# Custom radio?



## wep (Nov 25, 2005)

Hi, newbie here. I have a 2005 silver with red interior. It was a must to have 18" wheels. I added a loudmouth exhaust and K&N air charger. Now I want to work on the stereo. I was wondering if anybody has any custom stereo work done and have their steering wheel remote functions work at the same time. All these fun things I want to do with the stereo but I don't want to lose the steering wheel functions. Help?


----------



## J.E.T. (Sep 30, 2005)

wep said:


> Hi, newbie here. I have a 2005 silver with red interior. It was a must to have 18" wheels. I added a loudmouth exhaust and K&N air charger. Now I want to work on the stereo. I was wondering if anybody has any custom stereo work done and have their steering wheel remote functions work at the same time. All these fun things I want to do with the stereo but I don't want to lose the steering wheel functions. Help?


Just dropped a little under 5 grand on a complete stereo upgrade. Do I miss the steering wheel controls?.......nah! Get to a good shop and pull out your credit card, won't hurt a bit. Good shopping..........

JET


----------



## Guest (Nov 25, 2005)

you dont NEED to spend 5k for a good stereo, I spent only $2000 and that was for a LOT of work!!! You can have a nice stereo for a couple hundred bucks.


----------

▸ **Supplied entries**:
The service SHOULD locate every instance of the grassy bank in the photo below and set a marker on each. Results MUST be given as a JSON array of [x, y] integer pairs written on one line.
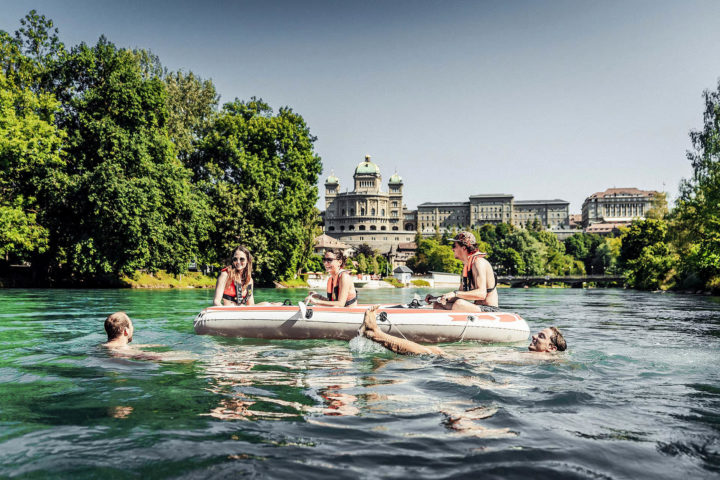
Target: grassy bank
[[166, 280]]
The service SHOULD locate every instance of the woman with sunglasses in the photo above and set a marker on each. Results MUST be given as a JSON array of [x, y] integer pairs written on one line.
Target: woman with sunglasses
[[234, 286], [340, 291]]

▸ **Task to complete**: Repeat the forum thread on the custom radio between "Just dropped a" and "Guest (Nov 25, 2005)", inclusive, but swap "credit card" for "debit card".

▸ **The answer**:
Just dropped a little under 5 grand on a complete stereo upgrade. Do I miss the steering wheel controls?.......nah! Get to a good shop and pull out your debit card, won't hurt a bit. Good shopping..........

JET


----------



## Guest (Nov 25, 2005)